SHORT EXERCISE:
All of the material should be reproduced exactly, with pictures left out.

------------

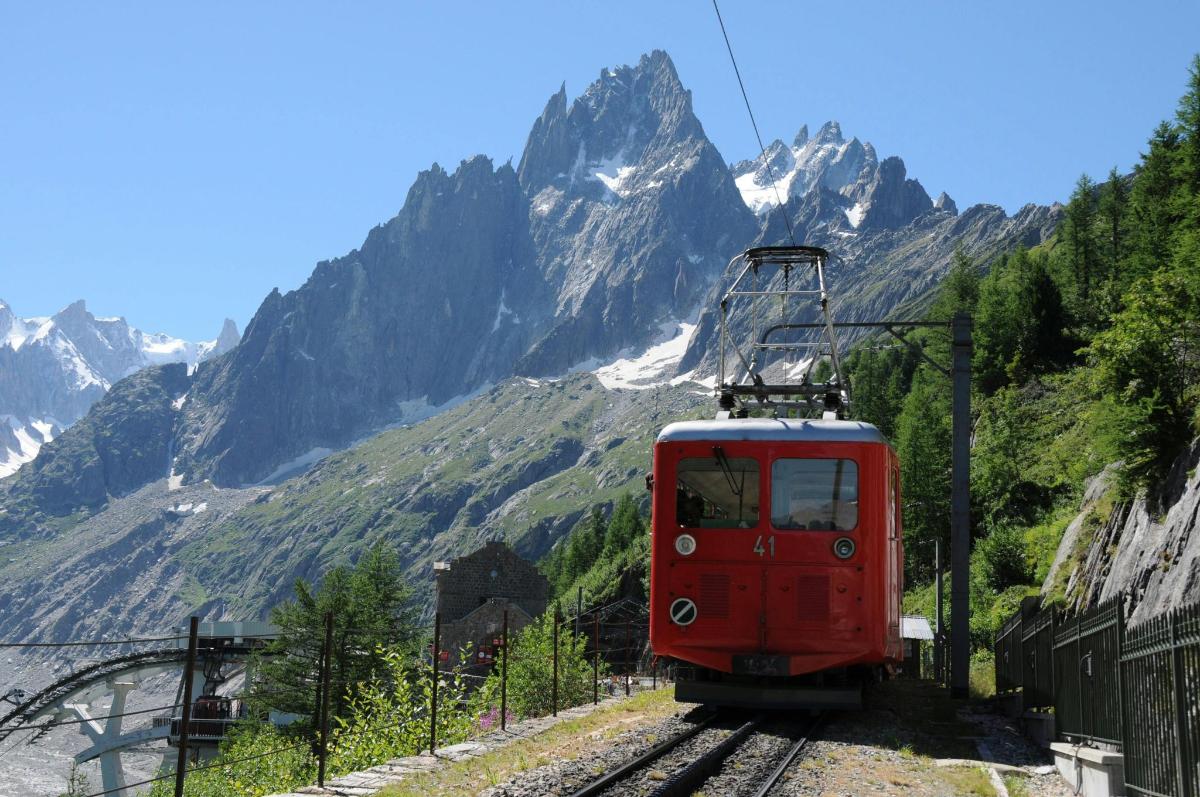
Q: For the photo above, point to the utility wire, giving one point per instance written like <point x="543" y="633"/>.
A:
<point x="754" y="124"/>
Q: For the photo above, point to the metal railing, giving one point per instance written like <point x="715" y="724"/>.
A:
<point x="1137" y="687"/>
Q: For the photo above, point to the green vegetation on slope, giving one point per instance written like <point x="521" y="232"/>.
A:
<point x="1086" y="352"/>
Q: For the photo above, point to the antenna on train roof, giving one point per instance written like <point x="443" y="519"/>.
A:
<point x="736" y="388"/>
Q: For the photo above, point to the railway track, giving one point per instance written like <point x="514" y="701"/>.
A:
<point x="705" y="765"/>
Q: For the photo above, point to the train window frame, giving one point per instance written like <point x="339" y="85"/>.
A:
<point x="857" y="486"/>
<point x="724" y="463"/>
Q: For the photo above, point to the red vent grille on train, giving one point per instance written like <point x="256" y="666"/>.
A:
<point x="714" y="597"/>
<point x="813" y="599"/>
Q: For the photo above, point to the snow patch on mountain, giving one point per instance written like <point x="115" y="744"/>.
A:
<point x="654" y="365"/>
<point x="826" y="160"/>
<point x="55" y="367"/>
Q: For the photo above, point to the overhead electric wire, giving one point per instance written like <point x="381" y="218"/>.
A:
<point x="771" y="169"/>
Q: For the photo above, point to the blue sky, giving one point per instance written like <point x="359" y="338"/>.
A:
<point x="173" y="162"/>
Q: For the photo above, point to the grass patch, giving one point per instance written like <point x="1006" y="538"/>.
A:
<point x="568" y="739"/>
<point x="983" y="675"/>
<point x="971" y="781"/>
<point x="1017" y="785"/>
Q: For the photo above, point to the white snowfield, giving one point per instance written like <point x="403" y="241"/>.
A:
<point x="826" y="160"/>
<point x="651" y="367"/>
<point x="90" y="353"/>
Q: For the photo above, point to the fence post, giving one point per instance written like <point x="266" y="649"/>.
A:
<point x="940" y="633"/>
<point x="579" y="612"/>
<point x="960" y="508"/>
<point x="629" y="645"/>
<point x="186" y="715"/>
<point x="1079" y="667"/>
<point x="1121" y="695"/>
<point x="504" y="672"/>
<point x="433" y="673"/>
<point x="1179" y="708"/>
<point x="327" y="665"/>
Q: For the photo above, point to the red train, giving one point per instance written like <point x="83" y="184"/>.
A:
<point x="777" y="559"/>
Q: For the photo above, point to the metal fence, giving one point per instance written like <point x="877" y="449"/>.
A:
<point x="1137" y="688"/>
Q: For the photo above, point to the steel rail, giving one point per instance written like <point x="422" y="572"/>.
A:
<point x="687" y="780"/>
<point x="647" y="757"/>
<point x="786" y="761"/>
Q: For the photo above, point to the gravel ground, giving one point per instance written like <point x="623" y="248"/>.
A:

------------

RESULT BELOW:
Q: For the photo above, point to the utility wire, giving one point per instance written like <point x="543" y="633"/>.
A:
<point x="754" y="124"/>
Q: For the photo above, point to the metal railing, giving one point per instance written like <point x="715" y="724"/>.
A:
<point x="1137" y="687"/>
Q: For the photo above, point to the green vegetation on slope, giving one point per instance written like <point x="521" y="232"/>.
A:
<point x="1086" y="352"/>
Q: For the photo above, point to the antenna on train roof, giving one point per instance written like <point x="443" y="519"/>.
A:
<point x="736" y="388"/>
Q: For the photo above, point to the railway track, giving one point per instance written like <point x="514" y="701"/>.
A:
<point x="705" y="765"/>
Q: For the photo above, point to the train window frame, giving one point per instance written like <point x="339" y="85"/>.
A:
<point x="857" y="486"/>
<point x="724" y="463"/>
Q: For the photo above, point to the red vent grille on train, giving one point per instance written like <point x="256" y="666"/>.
A:
<point x="714" y="597"/>
<point x="813" y="599"/>
Q: For the photo above, point to the snow patch on mountain, giving one point per instance written like <point x="115" y="744"/>.
A:
<point x="654" y="365"/>
<point x="826" y="160"/>
<point x="55" y="367"/>
Q: For the photo above, point to the overhead electric wire, giving one point per instance written like <point x="381" y="218"/>.
A:
<point x="771" y="169"/>
Q: For the photo above, point to the blue sky, giving one point per instance written like <point x="359" y="338"/>.
A:
<point x="173" y="162"/>
Q: For the photo above, point to the grass patch, giving one point per instance written like <point x="1006" y="538"/>.
A:
<point x="568" y="739"/>
<point x="983" y="675"/>
<point x="971" y="781"/>
<point x="1017" y="785"/>
Q: For the photo above, point to the white snowfield, giving one point per instance written like <point x="403" y="241"/>.
A:
<point x="826" y="160"/>
<point x="651" y="367"/>
<point x="90" y="353"/>
Q: For the photo above, point to the fence post, giving one point per instance written like <point x="266" y="649"/>.
A:
<point x="940" y="633"/>
<point x="579" y="612"/>
<point x="960" y="508"/>
<point x="629" y="645"/>
<point x="186" y="715"/>
<point x="1079" y="667"/>
<point x="1121" y="695"/>
<point x="504" y="672"/>
<point x="433" y="673"/>
<point x="1179" y="708"/>
<point x="327" y="665"/>
Q: For the photo above, point to the red train, giving one point per instance written like <point x="83" y="184"/>.
A:
<point x="777" y="559"/>
Q: For the photo above, point to the metal fence, giving one point per instance written like <point x="877" y="449"/>.
A:
<point x="1137" y="688"/>
Q: For the photo above, point to the steel rail, giving one point per instance written like <point x="422" y="572"/>.
A:
<point x="687" y="780"/>
<point x="647" y="757"/>
<point x="786" y="761"/>
Q: For the photo above, point to the gravel ground, giving one point per instance written like <point x="623" y="248"/>.
A:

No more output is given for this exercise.